Selected text START
Many women worry that pregnancy will ruin their bodies, especially their abs. One of the culprits behind “mummy tummy” is sometimes diastasis rectus abdominis, which is a thinning and widening of connective tissue that holds the two sides of your abdominal wall together.
It is usually a separation of more than two centimeters. Reinpold, W., Köckerling, F., Bittner, R., Conze, J., Fortelny, R., Koch, A., … & Stechemesser, B. (2019).1Classification of Rectus Diastasis—A Proposal by the German Hernia Society (DHG) and the International Endohernia Society (IEHS). Frontiers in surgery, 6, 1.
It is seen in up to 100% of pregnant women, and can remain separated in 35% to 60% of women in the immediate postpartum period. Mota, P., Gil Pascoal, A., & Bo, K. (2015).2Diastasis recti abdominis in pregnancy and postpartum period. Risk factors, functional implications and resolution. Current Women’s Health Reviews, 11(1), 59-67.
Abdominal muscle separation is present at the end of every pregnancy to varying degrees depending on genetics, exercise style, environment, support, nutrition, labor and birth outcomes, and several other factors.
It’s an important piece of postpartum recovery to consider in light of a study reported in March 2017 by Gitta et al that showed a significant difference in the quality of life, presence of low back pain, and urinary incontinence (i.e., leaking pee during coughing, sneezing, etc) between those without diastasis and those with it.
Selected text END
Records shown START
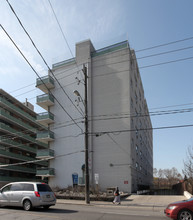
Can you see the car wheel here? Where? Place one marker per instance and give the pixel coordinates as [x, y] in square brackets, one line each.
[27, 205]
[185, 215]
[46, 206]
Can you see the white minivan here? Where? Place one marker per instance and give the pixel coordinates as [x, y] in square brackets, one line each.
[27, 195]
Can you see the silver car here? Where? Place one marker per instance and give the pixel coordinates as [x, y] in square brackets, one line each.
[27, 195]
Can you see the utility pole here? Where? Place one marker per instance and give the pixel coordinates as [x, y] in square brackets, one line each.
[87, 190]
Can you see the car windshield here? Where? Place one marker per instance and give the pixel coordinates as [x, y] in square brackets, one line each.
[43, 188]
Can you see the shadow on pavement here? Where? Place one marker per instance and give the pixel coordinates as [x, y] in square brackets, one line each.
[50, 210]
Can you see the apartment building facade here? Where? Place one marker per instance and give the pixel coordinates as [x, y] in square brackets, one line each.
[119, 125]
[20, 150]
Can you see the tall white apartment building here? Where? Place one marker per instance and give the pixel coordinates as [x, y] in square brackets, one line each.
[119, 125]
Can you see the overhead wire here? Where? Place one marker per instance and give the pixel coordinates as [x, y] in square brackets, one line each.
[42, 56]
[38, 75]
[65, 39]
[118, 116]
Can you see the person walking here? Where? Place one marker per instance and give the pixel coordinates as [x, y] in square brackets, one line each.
[117, 199]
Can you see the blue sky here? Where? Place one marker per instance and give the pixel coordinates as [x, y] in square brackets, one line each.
[144, 23]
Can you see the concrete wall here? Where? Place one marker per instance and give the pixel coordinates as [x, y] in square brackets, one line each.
[113, 84]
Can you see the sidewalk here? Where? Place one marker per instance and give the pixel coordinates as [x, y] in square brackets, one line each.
[131, 201]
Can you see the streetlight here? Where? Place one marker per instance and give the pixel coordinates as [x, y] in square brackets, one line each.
[87, 198]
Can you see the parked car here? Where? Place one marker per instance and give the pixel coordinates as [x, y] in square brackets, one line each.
[27, 195]
[182, 210]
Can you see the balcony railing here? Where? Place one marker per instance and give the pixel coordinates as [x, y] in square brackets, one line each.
[17, 145]
[45, 83]
[18, 169]
[45, 118]
[20, 157]
[14, 132]
[45, 172]
[111, 48]
[12, 107]
[13, 179]
[45, 101]
[45, 136]
[6, 115]
[45, 153]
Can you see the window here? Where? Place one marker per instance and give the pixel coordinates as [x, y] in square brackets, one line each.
[16, 187]
[6, 189]
[43, 188]
[27, 187]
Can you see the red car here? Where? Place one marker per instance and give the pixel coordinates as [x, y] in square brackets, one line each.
[182, 210]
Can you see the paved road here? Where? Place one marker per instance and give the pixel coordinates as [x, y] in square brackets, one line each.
[84, 212]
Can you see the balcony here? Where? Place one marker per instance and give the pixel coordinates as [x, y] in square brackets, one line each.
[14, 179]
[45, 153]
[45, 118]
[45, 101]
[13, 108]
[6, 116]
[20, 157]
[18, 169]
[20, 134]
[45, 136]
[45, 83]
[46, 172]
[17, 145]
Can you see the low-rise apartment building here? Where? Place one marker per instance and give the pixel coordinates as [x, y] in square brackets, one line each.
[20, 150]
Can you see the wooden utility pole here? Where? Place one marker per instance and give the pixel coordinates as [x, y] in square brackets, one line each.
[87, 190]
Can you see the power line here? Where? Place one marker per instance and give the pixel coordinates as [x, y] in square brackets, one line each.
[118, 116]
[38, 75]
[99, 133]
[151, 55]
[65, 39]
[42, 56]
[36, 161]
[166, 44]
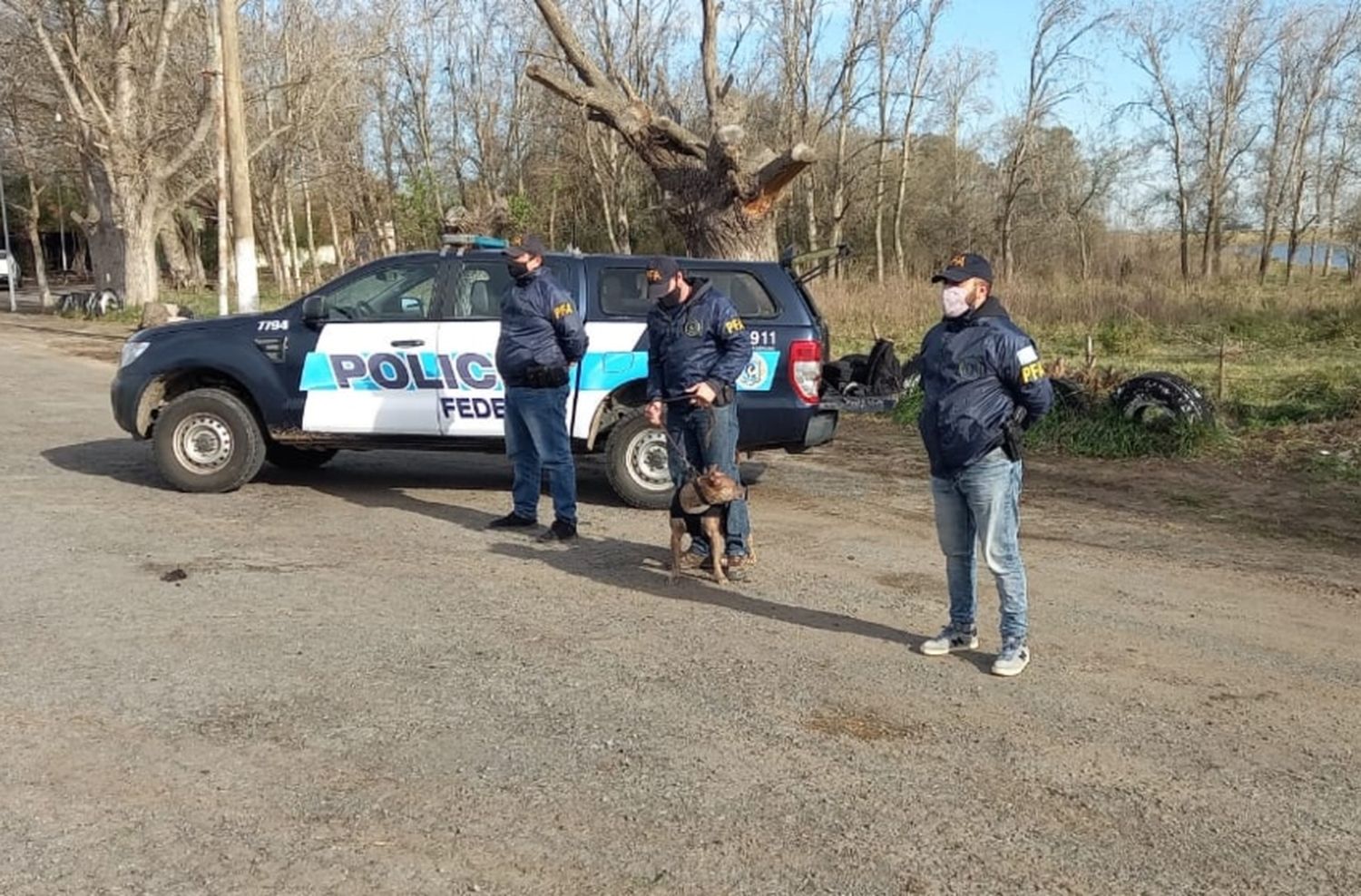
Records shown END
• [Work task A]:
For each statement, say whether it agrees with the text on abdominal separation, and quote the words from the text that decide it: (i) the separation is usually more than two centimeters; (ii) it is seen in up to 60% of pregnant women; (iii) the study by Gitta et al was reported in March 2017.
• [Work task B]:
List every factor that the text on abdominal separation names as affecting the degree of separation at the end of pregnancy.
• [Work task C]:
Answer these questions from the text on abdominal separation:
(i) What share of women can remain separated in the immediate postpartum period?
(ii) Which two organizations made the classification proposal?
(iii) In which journal did the paper by Mota, Gil Pascoal and Bo appear?
The listing is separate material and has no connection to the text on abdominal separation.

• [Exercise answer A]:
(i) Yes: "It is usually a separation of more than two centimeters."
(ii) No: "It is seen in up to 100% of pregnant women"
(iii) Yes: "a study reported in March 2017 by Gitta et al"

• [Exercise answer B]:
Genetics, exercise style, environment, support, nutrition, and labor and birth outcomes

• [Exercise answer C]:
(i) 35% to 60%
(ii) The German Hernia Society (DHG) and the International Endohernia Society (IEHS)
(iii) Current Women's Health Reviews